- **Directions**: Reproduce the lines of the listing below exactly, starting at the line that contains "point: the impala, center" and ending at the final line of the listing.

[Stored items]
==*==

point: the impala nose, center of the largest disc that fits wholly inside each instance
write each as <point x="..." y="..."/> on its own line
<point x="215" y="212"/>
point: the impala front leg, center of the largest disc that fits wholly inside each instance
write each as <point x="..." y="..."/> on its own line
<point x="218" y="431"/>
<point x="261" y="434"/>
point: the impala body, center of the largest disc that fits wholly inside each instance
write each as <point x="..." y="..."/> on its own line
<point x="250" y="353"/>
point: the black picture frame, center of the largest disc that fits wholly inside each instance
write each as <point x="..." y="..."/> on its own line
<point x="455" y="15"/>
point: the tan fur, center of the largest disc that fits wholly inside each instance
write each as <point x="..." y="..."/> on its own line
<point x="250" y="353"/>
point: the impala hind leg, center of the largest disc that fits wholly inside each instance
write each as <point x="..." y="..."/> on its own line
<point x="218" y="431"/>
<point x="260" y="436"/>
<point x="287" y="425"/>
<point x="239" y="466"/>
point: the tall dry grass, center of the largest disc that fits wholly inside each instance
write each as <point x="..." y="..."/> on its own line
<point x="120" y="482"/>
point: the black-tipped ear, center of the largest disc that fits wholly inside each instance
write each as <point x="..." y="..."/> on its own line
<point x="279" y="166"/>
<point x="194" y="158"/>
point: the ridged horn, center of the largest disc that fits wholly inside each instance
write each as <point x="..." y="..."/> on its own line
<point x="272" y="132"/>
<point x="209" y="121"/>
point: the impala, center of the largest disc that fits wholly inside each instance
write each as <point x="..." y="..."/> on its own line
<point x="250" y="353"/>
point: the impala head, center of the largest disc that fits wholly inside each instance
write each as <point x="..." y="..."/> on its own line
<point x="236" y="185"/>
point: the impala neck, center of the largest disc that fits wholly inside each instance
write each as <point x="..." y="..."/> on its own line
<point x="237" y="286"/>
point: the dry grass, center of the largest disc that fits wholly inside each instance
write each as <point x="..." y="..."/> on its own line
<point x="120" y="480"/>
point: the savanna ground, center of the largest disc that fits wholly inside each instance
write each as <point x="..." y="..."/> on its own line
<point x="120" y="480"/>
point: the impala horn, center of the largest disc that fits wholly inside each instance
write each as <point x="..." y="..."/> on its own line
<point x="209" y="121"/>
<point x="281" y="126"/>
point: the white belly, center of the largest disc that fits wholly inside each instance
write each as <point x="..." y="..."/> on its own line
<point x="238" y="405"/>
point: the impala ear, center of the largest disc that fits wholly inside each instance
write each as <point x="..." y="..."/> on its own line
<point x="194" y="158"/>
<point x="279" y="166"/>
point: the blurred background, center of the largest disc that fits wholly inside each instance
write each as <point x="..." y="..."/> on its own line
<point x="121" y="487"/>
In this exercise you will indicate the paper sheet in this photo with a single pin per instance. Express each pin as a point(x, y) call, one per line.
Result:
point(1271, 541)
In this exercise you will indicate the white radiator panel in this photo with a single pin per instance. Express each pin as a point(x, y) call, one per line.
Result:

==*==

- **Problem solution**:
point: the impala, center of the largest disc that fits wholly inside each instance
write each as <point x="..." y="..."/> on its own line
<point x="250" y="353"/>
point: the impala head, center of the largest disc that fits wholly inside each instance
write each as <point x="..." y="..."/> on its own line
<point x="236" y="185"/>
point: the impala neck, center of the largest disc that fits wholly inside each instance
write each as <point x="..." y="..."/> on its own line
<point x="237" y="286"/>
point: the dry grass, center of the largest disc that fits wholly inside each instance
write each as <point x="..." y="..."/> on its own line
<point x="120" y="480"/>
point: the savanna ground, center of the largest disc that fits wholly inside each instance
write each as <point x="..." y="..."/> on its own line
<point x="120" y="480"/>
point: the impala horn, center of the largest disc that fits wholly inside each instance
write each as <point x="..." y="..."/> on its own line
<point x="209" y="121"/>
<point x="281" y="126"/>
point: the white belly, center of the largest disc that fits wholly inside each instance
write each as <point x="..." y="..."/> on its own line
<point x="238" y="405"/>
point: the impala ear, center of the largest disc that fits wholly inside each instance
write each as <point x="..." y="..."/> on its own line
<point x="194" y="158"/>
<point x="279" y="166"/>
point: the blurred background, center of the largest disc that fits wholly inside each instance
write each as <point x="..." y="..."/> on its own line
<point x="121" y="487"/>
In this exercise you will indicate the paper sheet in this photo with a single pin per instance. Express each pin as a point(x, y) call, one per line.
Result:
point(1271, 541)
In this exercise you will indicate the white radiator panel in this photo with a single pin per instance. Express each pin as a point(x, y) call, one per line.
Result:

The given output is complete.